*** Given records
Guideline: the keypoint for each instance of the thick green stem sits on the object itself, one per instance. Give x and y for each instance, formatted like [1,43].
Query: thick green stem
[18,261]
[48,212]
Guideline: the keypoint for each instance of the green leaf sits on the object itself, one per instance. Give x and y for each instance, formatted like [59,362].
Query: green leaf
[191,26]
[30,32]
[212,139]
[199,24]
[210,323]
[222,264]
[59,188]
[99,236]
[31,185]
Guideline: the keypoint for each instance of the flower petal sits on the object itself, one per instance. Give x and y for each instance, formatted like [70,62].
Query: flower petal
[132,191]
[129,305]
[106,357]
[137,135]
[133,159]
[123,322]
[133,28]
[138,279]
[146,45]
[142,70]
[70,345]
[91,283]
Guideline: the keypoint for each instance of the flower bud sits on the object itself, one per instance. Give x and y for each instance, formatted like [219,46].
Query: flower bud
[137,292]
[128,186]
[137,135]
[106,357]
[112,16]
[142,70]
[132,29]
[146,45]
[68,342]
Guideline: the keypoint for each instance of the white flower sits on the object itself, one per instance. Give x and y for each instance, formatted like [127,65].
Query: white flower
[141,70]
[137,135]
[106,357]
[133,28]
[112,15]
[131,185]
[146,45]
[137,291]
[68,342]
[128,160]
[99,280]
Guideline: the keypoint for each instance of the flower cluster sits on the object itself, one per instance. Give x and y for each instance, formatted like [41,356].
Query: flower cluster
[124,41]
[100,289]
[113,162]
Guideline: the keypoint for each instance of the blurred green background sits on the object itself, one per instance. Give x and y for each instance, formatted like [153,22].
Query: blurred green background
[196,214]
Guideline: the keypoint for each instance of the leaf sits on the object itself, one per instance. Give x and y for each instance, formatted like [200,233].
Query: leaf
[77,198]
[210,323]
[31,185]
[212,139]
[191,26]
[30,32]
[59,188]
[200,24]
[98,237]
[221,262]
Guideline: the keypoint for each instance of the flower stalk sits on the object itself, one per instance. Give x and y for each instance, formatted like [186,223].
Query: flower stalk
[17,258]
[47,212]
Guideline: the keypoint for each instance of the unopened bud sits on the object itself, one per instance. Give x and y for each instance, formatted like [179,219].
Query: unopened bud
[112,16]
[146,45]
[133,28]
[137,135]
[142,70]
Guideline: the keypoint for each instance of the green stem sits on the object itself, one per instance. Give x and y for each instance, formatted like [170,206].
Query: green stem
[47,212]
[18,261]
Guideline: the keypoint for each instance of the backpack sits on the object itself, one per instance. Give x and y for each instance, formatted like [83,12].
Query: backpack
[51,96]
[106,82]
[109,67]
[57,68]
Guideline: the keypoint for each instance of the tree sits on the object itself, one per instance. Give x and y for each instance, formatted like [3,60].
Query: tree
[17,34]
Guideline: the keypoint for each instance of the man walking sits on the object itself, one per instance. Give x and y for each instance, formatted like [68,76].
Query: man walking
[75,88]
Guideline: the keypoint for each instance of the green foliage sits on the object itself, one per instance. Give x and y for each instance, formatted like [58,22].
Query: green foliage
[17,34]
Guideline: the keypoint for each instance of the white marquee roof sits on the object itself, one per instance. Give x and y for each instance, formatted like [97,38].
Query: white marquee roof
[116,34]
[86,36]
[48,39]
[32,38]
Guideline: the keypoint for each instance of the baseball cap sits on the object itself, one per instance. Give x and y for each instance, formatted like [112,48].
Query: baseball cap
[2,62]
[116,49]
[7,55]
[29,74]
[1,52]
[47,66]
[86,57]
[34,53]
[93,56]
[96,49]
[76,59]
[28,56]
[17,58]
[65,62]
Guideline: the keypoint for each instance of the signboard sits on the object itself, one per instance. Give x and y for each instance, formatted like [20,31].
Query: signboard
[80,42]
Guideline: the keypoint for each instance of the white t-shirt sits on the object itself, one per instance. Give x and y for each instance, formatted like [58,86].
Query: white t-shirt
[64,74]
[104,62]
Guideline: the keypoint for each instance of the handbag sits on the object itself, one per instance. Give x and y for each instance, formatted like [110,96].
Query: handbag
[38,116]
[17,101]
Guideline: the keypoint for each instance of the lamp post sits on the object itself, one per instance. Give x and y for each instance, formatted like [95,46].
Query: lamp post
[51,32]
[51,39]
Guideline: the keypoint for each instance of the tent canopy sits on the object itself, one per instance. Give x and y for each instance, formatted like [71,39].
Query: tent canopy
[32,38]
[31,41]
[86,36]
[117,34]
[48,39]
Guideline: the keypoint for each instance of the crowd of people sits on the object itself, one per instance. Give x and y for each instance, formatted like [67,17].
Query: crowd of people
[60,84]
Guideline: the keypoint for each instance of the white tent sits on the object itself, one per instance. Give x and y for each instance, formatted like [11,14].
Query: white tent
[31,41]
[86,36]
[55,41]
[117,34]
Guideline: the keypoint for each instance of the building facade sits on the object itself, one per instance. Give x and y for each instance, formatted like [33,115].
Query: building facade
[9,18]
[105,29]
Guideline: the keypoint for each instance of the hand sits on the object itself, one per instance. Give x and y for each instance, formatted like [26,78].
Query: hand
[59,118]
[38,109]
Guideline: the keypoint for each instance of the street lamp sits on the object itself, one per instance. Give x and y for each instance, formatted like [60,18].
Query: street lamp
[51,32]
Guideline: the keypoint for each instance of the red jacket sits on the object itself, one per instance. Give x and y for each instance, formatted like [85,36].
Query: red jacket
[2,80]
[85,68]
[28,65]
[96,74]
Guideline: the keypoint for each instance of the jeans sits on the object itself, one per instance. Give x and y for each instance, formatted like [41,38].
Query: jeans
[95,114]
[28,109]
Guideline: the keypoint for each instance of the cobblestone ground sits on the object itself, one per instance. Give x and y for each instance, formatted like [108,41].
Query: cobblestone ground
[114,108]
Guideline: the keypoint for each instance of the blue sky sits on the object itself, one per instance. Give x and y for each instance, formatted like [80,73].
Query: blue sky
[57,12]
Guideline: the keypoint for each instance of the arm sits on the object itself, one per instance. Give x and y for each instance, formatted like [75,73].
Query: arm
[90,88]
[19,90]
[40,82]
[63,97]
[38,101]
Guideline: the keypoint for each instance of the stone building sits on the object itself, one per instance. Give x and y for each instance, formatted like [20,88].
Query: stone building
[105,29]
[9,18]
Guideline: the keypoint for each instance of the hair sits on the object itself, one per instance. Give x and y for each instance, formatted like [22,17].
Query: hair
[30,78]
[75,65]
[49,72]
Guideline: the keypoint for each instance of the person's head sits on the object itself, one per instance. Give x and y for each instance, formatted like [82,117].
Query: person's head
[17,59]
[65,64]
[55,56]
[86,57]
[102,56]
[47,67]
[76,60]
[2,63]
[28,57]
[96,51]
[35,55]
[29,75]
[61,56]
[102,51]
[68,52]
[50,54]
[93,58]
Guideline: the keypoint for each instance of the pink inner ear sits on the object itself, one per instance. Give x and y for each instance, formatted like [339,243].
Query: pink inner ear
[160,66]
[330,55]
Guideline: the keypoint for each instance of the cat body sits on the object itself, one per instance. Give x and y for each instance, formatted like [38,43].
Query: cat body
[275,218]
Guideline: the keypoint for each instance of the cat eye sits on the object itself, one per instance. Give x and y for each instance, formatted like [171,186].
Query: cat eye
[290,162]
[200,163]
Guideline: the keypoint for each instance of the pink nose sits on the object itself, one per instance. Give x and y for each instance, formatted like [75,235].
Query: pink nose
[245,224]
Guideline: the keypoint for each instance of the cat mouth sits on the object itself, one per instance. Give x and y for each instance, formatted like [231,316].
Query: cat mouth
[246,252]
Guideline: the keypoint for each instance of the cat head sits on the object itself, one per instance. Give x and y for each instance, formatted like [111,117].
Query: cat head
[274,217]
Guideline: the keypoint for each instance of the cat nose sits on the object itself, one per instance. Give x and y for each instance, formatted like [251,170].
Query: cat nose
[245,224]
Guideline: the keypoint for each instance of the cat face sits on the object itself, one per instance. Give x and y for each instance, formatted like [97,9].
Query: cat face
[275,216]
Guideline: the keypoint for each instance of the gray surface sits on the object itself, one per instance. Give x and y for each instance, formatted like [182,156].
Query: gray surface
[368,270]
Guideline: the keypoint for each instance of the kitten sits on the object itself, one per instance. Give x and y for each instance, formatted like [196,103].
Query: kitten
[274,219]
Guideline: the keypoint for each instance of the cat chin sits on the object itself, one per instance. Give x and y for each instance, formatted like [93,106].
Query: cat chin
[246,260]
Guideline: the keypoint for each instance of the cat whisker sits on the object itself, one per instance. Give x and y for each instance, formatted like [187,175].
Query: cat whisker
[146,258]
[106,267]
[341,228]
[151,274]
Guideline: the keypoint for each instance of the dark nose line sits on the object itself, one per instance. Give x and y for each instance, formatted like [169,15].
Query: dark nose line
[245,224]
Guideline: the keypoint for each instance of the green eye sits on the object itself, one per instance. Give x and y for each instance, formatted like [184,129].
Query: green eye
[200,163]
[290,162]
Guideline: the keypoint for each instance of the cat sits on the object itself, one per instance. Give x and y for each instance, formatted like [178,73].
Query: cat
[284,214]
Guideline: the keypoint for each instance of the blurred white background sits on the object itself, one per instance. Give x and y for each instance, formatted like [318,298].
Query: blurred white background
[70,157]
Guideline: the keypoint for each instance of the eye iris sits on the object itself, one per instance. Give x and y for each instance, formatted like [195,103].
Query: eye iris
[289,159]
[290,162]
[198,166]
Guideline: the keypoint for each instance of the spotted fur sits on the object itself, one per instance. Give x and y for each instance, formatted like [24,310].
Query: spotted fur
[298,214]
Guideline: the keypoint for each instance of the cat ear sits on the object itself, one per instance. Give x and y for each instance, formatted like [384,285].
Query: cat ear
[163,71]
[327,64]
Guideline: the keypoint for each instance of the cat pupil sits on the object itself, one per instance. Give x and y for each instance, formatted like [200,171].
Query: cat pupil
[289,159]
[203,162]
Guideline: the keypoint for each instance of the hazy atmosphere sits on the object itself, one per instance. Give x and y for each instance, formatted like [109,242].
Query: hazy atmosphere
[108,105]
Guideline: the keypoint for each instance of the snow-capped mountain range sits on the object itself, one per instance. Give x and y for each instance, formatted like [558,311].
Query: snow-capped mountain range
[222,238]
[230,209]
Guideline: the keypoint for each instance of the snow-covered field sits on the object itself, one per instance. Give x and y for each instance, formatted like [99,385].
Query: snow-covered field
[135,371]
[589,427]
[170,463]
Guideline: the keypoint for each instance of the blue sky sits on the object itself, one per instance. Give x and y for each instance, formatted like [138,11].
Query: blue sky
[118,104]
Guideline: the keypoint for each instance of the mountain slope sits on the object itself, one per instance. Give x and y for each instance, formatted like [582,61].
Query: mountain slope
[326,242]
******
**Task objective**. Only one stretch of the records above is wanted: the lines between the one holding "Query: pink inner ear" and the one holding "Guideline: the keypoint for each instance of the cat mouth", inclusive, reproduced exactly.

**Result for this exercise**.
Query: pink inner ear
[160,66]
[330,55]
Guideline: the keypoint for each instance of the cat body sits on the object itself, one per instance. Give x and y for each instance, formatted like [38,43].
Query: cat body
[275,218]
Guideline: the keypoint for each instance of the cat eye sits on the object itself, one per instance. Give x and y for each instance, formatted like [171,186].
Query: cat eye
[290,162]
[200,163]
Guideline: the keypoint for each instance of the pink nose sits on the object itself, one per instance. Give x and y for each instance, formatted like [75,235].
Query: pink nose
[245,224]
Guideline: the keypoint for each instance of the cat mouth sits on the object itself, one per instance. Give x and y for each instance, formatted like [231,316].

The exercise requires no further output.